***** Text excerpt *****
# The Ubuntu Forum Community > Ubuntu Community Discussions > Ubuntu, Linux and OS Chat >  What happens on update to Windows 10 on dual boot?

## A.O._Stanley

Currently set up with Windows 7 and Ubuntu 15.04. Dual boot installation in place for about 4 years.

If I upgrade to Windows 10, which apparently everyone who has Windows 7 or above is being offered for free, is there a chance the installation will wipe out my Ubuntu partition?

----------


## VMC

If its an upgrade, then no, Windows won't remove your ubuntu partition. You will need to reinstall grub though. Its always good practice to backup/clone your ubuntu os.

----------


## A.O._Stanley

VMC, thanks for your reply. And so to install grub I'd need to have an installation disk, is that right? So I'd lose grub on the upgrade and the only way to get back to Ubuntu is to boot from the installation disk and install grub from there.
*****
- **Written task 1**: According to the forum thread, how long has the Windows 7 and Ubuntu dual boot installation been in place?
The records that come next are unrelated to the forum thread.
***** Stored records *****
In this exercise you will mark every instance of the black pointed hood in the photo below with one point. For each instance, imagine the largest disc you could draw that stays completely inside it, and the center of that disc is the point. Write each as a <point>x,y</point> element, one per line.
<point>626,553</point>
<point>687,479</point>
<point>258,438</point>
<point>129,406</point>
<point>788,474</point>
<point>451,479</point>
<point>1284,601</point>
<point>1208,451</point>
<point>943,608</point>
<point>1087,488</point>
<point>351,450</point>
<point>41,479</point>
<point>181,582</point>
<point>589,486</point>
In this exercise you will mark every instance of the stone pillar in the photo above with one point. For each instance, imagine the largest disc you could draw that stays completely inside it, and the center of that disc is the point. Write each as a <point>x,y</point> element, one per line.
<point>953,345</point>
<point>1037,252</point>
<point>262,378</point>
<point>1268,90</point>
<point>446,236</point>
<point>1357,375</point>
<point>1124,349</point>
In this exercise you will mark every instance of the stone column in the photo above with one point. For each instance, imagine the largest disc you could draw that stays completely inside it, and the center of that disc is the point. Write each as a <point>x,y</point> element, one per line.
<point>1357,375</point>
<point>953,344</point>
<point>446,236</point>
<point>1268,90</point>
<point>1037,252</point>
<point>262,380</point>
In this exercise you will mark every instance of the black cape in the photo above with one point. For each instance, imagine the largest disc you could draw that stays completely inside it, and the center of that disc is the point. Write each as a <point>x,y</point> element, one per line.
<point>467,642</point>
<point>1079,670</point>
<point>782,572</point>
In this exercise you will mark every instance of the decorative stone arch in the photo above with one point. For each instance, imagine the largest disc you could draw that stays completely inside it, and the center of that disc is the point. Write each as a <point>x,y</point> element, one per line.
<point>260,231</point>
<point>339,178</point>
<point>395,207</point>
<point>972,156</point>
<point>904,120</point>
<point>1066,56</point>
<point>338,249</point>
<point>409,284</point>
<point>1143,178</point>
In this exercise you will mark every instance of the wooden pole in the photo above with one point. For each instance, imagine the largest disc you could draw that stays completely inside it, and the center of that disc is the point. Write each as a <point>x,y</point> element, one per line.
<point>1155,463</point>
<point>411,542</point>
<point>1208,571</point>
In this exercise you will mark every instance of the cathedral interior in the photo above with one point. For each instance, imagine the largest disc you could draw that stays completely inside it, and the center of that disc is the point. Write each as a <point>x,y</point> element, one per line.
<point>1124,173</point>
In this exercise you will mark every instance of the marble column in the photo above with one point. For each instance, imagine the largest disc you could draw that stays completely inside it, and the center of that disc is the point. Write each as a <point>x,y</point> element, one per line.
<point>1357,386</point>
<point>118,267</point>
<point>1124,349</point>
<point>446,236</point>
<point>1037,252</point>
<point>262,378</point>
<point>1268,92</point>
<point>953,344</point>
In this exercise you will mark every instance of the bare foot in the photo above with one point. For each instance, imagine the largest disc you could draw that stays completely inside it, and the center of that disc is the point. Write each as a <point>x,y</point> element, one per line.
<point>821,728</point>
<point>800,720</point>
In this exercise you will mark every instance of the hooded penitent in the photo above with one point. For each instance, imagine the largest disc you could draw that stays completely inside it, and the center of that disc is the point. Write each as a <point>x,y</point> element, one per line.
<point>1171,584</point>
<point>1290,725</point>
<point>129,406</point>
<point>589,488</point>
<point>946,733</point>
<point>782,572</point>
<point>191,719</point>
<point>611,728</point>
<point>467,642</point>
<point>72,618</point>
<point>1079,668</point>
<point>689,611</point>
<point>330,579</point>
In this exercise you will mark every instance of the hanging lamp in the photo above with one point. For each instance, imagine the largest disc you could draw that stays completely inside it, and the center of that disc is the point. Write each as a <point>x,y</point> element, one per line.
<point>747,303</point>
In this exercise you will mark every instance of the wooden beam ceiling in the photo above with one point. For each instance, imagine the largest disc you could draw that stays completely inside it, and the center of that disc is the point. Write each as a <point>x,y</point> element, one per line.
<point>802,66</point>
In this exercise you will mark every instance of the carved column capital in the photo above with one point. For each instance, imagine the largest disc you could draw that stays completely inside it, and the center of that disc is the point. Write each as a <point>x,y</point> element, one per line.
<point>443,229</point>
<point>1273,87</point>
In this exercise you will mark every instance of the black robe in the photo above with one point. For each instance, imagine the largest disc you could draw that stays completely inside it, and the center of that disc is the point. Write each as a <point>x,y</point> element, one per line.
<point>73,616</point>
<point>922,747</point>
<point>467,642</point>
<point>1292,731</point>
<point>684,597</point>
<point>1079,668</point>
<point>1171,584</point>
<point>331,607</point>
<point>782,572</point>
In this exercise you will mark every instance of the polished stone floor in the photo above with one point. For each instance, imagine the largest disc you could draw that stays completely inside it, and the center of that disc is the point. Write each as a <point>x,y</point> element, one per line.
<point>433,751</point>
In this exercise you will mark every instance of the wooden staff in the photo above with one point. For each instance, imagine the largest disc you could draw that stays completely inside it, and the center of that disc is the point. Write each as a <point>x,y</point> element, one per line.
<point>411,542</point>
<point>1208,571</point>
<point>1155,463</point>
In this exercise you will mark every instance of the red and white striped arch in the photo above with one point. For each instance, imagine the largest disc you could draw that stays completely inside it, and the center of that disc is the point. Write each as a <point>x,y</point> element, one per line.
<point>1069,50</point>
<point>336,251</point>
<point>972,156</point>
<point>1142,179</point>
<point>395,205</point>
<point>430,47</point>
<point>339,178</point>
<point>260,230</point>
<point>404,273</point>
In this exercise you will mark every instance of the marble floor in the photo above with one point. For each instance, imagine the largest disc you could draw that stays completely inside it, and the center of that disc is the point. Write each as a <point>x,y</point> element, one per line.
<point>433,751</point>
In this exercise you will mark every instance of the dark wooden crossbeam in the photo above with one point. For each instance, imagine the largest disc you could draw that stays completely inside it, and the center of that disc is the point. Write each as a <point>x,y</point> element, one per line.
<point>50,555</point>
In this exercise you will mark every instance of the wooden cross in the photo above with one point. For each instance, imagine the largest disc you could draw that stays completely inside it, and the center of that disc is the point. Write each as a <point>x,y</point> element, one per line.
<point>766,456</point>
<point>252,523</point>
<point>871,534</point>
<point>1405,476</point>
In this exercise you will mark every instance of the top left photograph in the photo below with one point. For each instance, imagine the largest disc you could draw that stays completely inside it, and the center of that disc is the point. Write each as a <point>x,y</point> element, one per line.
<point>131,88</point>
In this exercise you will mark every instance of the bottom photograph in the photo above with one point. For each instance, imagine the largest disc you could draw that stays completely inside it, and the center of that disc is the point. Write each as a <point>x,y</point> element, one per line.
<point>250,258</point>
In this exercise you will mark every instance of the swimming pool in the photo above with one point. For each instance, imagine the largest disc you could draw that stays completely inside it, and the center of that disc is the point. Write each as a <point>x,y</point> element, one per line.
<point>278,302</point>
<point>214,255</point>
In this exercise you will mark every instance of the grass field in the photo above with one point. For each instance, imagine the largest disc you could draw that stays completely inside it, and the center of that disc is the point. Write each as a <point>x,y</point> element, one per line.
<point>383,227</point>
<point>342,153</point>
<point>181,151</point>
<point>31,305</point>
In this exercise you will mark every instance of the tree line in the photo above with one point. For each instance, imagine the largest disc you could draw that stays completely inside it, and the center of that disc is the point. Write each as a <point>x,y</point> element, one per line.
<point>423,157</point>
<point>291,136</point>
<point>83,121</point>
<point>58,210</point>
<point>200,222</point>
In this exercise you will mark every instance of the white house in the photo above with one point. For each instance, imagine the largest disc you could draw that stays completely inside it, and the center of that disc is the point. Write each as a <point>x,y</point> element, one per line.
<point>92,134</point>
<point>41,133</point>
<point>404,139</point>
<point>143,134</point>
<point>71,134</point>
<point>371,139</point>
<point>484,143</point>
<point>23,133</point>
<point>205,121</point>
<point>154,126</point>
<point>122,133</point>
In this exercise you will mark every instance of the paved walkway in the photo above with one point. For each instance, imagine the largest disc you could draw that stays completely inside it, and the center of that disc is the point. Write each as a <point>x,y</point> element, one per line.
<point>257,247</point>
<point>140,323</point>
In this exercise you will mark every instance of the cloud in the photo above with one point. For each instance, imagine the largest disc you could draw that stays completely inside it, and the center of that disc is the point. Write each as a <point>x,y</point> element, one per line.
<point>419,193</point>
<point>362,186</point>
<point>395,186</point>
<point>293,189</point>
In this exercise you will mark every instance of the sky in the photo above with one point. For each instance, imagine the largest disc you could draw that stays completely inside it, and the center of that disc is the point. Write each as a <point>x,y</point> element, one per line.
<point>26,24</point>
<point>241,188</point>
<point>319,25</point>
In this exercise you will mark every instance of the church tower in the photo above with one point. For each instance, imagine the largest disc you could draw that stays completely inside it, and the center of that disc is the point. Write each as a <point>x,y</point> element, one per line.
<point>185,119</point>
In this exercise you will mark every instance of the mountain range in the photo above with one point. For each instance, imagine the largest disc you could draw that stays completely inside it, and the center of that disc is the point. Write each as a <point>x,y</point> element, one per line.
*****
- **Written task 2**: Gather every line of the records that contains the word "photograph", matching case exactly.

- **Task answer 1**: About four years.

- **Task answer 2**:
In this exercise you will mark every instance of the top left photograph in the photo below with one point. For each instance, imagine the largest disc you could draw that stays completely inside it, and the center of that disc is the point. Write each as a <point>x,y</point> element, one per line.
In this exercise you will mark every instance of the bottom photograph in the photo above with one point. For each instance, imagine the largest disc you could draw that stays completely inside it, and the center of that disc is the point. Write each as a <point>x,y</point> element, one per line.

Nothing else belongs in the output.